- What you need to do -
Please extract the passage of the Batman v Superman review that runs from "Now that I’ve" up to and including "I’d seen previously.", copying it word for word.

- Document -
○ ○ ○ ○

Review: Batman v Superman: Dawn of Justice

Here there be spoilers.

Now that I’ve had a night to think about it, I’m not actually sure if I liked the movie or not. And I don’t think it’s a case of really disliking it and being in denial. I really, honestly don’t know. To be fair, though, after I saw Man of Steel the first time, I was unsure about the movie.

 

Part of this, I think, is the presentation seemed to be very poor. The theater house lights never dimmed entirely. The sound mix seemed off. I think they had the aperture on the projector on incorrectly, which slightly cut off the top and bottom of the screen. (Noticeable in the scenes of news shows, where the bottom of the text was cut off.) And maybe they had the 3D grate down or something, because it seemed dim, especially compared to trailers I’d seen previously.

 

So, fighting against a sub-par movie experience. And I don’t want to hold that against the film itself.

 

Still, this was an acknowledged mess. I came away mostly thinking that they did have a pretty strong idea of what they wanted their characters to present as… but had no real clue how to get those ideas across the best. Many of the scenes felt like they were sketched out without a clear beginning and end, and we’re left with a feeling of a larger whole where we’re only seeing a few random middle bits. It’s not that the character motivations are lacking, just that the elements shown aren’t what drive those points across.

 

In a way, this is confusing, because when you strip it down, the plot of BvS is pretty great: Lex Luthor has a problem with Superman, so he sets up a Xanatos Gambit to put him in conflict with Batman. Eventually, they realize their error and team up.

○ ○ ○ ○

- Data records -
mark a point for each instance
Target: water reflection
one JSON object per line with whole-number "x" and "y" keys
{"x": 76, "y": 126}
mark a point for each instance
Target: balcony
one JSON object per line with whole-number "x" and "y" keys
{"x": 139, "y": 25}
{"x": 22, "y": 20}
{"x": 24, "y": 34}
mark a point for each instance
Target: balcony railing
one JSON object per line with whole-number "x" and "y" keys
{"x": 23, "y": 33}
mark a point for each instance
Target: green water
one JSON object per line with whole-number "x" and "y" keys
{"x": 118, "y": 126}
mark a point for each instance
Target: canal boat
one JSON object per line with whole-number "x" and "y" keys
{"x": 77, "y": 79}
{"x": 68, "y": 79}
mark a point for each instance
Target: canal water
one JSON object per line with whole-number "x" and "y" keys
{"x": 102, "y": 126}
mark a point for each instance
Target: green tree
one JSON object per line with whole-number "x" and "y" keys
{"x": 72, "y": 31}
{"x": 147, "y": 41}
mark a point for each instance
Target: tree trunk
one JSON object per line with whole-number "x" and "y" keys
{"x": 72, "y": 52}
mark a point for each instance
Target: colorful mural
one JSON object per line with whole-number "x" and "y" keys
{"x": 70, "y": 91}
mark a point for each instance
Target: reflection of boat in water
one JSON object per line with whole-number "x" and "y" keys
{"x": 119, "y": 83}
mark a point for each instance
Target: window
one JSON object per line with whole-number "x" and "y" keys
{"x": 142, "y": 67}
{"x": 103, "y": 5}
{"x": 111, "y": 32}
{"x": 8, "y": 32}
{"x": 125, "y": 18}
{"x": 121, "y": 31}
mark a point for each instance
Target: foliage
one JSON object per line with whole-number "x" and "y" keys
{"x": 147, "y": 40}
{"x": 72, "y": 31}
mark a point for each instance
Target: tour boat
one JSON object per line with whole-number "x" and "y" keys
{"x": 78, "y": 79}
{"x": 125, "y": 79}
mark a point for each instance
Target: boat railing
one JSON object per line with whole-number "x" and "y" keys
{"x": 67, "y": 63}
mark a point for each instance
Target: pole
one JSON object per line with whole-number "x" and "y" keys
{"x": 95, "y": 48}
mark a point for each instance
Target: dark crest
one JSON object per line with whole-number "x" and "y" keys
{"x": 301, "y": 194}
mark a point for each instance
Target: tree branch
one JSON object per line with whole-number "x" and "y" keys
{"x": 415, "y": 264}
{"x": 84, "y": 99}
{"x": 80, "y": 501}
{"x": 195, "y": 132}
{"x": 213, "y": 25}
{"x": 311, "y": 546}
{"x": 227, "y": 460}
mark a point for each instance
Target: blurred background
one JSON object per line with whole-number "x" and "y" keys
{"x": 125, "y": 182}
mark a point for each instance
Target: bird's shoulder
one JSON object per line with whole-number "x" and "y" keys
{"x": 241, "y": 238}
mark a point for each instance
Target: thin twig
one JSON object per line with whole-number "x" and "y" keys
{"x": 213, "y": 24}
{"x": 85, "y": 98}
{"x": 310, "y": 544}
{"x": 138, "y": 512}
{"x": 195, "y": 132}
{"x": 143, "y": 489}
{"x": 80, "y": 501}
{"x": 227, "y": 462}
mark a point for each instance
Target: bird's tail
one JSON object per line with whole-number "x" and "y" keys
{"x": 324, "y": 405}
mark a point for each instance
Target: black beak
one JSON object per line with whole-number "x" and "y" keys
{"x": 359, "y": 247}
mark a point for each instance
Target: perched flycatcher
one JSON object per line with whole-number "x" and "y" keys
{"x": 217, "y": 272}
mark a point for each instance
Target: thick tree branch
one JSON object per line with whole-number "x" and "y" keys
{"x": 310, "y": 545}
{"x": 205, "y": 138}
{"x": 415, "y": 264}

○ ○ ○ ○

- Solution -
Now that I’ve had a night to think about it, I’m not actually sure if I liked the movie or not. And I don’t think it’s a case of really disliking it and being in denial. I really, honestly don’t know. To be fair, though, after I saw Man of Steel the first time, I was unsure about the movie.

 

Part of this, I think, is the presentation seemed to be very poor. The theater house lights never dimmed entirely. The sound mix seemed off. I think they had the aperture on the projector on incorrectly, which slightly cut off the top and bottom of the screen. (Noticeable in the scenes of news shows, where the bottom of the text was cut off.) And maybe they had the 3D grate down or something, because it seemed dim, especially compared to trailers I’d seen previously.